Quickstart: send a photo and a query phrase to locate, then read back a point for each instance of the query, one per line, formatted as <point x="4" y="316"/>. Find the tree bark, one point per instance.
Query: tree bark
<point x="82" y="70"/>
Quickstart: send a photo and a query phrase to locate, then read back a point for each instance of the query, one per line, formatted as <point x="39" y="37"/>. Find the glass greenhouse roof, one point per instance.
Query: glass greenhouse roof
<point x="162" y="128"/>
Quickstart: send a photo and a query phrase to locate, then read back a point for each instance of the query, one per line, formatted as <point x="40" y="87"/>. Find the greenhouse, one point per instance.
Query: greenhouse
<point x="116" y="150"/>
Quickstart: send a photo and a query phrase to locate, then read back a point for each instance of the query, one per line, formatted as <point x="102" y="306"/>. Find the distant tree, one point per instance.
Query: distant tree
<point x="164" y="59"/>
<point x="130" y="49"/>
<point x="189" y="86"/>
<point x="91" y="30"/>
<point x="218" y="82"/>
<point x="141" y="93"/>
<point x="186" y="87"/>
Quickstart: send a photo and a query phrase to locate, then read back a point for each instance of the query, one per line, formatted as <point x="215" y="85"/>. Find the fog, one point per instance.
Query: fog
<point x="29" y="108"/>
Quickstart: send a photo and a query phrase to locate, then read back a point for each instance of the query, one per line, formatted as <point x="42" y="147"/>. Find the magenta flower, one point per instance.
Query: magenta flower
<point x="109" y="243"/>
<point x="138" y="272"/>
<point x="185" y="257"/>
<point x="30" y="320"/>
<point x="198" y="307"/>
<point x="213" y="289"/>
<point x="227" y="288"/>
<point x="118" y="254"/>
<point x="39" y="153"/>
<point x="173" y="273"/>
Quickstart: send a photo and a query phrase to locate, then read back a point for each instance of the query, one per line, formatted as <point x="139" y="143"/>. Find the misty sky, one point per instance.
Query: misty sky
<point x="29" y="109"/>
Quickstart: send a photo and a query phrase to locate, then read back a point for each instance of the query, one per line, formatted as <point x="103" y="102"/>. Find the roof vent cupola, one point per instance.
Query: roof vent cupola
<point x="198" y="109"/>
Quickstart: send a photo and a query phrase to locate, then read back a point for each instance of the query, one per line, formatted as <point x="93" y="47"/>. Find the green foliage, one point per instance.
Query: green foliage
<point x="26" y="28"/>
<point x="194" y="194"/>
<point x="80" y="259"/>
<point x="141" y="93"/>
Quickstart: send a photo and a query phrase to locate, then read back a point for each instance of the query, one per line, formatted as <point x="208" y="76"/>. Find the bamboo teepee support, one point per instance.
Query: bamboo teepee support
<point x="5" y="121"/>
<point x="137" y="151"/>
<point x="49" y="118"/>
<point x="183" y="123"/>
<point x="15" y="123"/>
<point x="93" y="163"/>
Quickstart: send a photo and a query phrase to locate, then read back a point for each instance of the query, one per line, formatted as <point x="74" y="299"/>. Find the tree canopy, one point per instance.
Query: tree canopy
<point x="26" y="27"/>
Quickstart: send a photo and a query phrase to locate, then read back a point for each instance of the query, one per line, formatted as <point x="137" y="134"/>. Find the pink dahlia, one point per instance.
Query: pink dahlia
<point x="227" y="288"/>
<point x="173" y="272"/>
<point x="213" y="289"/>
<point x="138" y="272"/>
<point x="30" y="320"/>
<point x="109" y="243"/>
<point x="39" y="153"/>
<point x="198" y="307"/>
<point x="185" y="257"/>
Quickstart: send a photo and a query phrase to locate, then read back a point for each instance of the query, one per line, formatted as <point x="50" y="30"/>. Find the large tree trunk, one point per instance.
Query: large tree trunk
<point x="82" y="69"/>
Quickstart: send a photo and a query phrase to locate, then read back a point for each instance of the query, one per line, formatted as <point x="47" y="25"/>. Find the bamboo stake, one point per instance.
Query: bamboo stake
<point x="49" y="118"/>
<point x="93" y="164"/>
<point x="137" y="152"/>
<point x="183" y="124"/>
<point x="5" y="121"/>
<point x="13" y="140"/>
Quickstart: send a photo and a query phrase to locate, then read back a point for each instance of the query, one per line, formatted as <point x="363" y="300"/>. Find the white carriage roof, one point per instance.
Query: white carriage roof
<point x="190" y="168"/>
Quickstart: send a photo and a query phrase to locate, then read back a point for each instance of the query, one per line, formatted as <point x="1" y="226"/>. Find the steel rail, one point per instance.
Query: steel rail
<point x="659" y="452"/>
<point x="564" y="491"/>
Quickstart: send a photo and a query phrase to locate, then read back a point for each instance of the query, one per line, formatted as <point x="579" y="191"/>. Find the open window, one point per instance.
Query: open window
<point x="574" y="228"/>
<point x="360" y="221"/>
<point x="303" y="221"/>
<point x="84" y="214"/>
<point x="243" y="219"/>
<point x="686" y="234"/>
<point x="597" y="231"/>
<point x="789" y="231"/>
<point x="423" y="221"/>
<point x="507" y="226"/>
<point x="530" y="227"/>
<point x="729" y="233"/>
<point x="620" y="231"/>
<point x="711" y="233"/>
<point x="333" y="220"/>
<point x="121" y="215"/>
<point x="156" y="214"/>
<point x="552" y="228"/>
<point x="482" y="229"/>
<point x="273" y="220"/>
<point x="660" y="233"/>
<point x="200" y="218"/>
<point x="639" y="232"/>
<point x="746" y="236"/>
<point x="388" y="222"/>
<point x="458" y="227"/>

* * *

Repeat word for word the lines running from the line containing "window, one point per instance." to the end of the entries above, inclusive.

Quickstart: send a photo and a query phrase to locate, then read back a point for each instance of the query, one per line, formatted as <point x="579" y="191"/>. Find the open window, one point per instance.
Query: open window
<point x="574" y="228"/>
<point x="360" y="221"/>
<point x="303" y="221"/>
<point x="84" y="214"/>
<point x="243" y="219"/>
<point x="686" y="234"/>
<point x="597" y="231"/>
<point x="789" y="231"/>
<point x="423" y="221"/>
<point x="507" y="226"/>
<point x="530" y="227"/>
<point x="729" y="233"/>
<point x="620" y="231"/>
<point x="711" y="233"/>
<point x="333" y="220"/>
<point x="121" y="215"/>
<point x="156" y="214"/>
<point x="552" y="228"/>
<point x="482" y="229"/>
<point x="273" y="220"/>
<point x="660" y="233"/>
<point x="200" y="218"/>
<point x="639" y="232"/>
<point x="746" y="236"/>
<point x="388" y="222"/>
<point x="458" y="227"/>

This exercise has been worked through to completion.